● THE TASK:
Could every line below be transcribed exactly, with the pictures dropped?

[PROVIDED MATERIAL — start]

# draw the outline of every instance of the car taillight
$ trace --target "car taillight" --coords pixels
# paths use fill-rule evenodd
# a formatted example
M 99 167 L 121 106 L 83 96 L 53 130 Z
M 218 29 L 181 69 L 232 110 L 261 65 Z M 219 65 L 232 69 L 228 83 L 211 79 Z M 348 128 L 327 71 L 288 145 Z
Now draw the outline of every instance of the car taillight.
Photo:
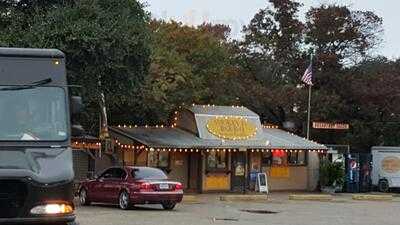
M 149 183 L 141 183 L 140 184 L 140 191 L 141 192 L 146 192 L 146 191 L 151 191 L 152 190 L 152 186 Z
M 179 191 L 179 190 L 182 190 L 182 189 L 183 189 L 183 186 L 182 186 L 181 183 L 175 184 L 175 190 Z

[PROVIDED MATERIAL — finish]

● RESULT OF THE EXERCISE:
# draw the outline of every instance of the car taillight
$ trace --target "car taillight" --coords pixels
# paths use fill-rule evenodd
# a formatted example
M 99 167 L 121 106 L 83 96 L 53 130 Z
M 218 29 L 181 69 L 232 110 L 261 65 Z M 219 65 L 232 69 L 228 83 L 211 79 Z M 348 128 L 327 71 L 288 145 Z
Now draw the outline of every instance of the car taillight.
Photo:
M 149 183 L 141 183 L 140 184 L 140 191 L 141 192 L 146 192 L 146 191 L 151 191 L 152 190 L 152 186 Z
M 179 191 L 179 190 L 182 190 L 182 189 L 183 189 L 183 186 L 182 186 L 181 183 L 175 184 L 175 190 Z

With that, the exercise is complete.